There are lots of factors attributable to this popularity: they can be escapist, or social. Role playing games can act as a kind of digital dress-up box, where players can try on different identities, and immerse themselves in fictional worlds. The competitive edge of some games is thrilling: whether you’re playing against your friends, or working your way through a solo campaign, the taste of victory is sweet. And other games offer something slightly different: they engage players emotionally and philosophically, not just strategically. 

2020 has seen the release of some really incredible games about death. Surprisingly, this probably isn’t a reflection on the year we’ve had – games take a long time to make, usually much longer than a year – but these games can be a salve, in a year when so many of us have experienced loss in some way. Some of them are fun and exciting, offering a lighthearted look at a grave (no pun intended) topic, while others are more reflective, using the interactive medium to engage players in real questions about grief, and what it means to move on. 

I AM DEAD, Hollow Ponds 

Look, the title sort of says it all. The only puzzle game on this list, I Am Dead is a beautiful, gentle puzzle adventure set (it will shock you to learn) in the afterlife. Here, you play as recently deceased museum curator Morris Lupton, who is tasked with finding several lost ghosts on his island home of Shelmerston. Accompanied by his dog Sparky, Lupton uses his  ghostly powers to move through objects, learn the island’s secrets, and draw out secret histories and memories from objects.

++++++++++++++++++++

▸ **Exercise task A**:
In the article on games about death, what is the name of the dog that accompanies the main character of I Am Dead?
The entries that follow the article are unrelated to it.

++++++++++++++++++++

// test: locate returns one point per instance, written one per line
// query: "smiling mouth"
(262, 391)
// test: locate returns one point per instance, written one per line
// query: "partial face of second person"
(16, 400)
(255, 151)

++++++++++++++++++++

▸ **Exercise task B**:
Gather every line of the entries that contains the string "query", treating uppercase and lowercase as distinct, and copy each of those lines.

▸ **Worked answer A**:
Sparky

▸ **Worked answer B**:
// query: "smiling mouth"
// query: "partial face of second person"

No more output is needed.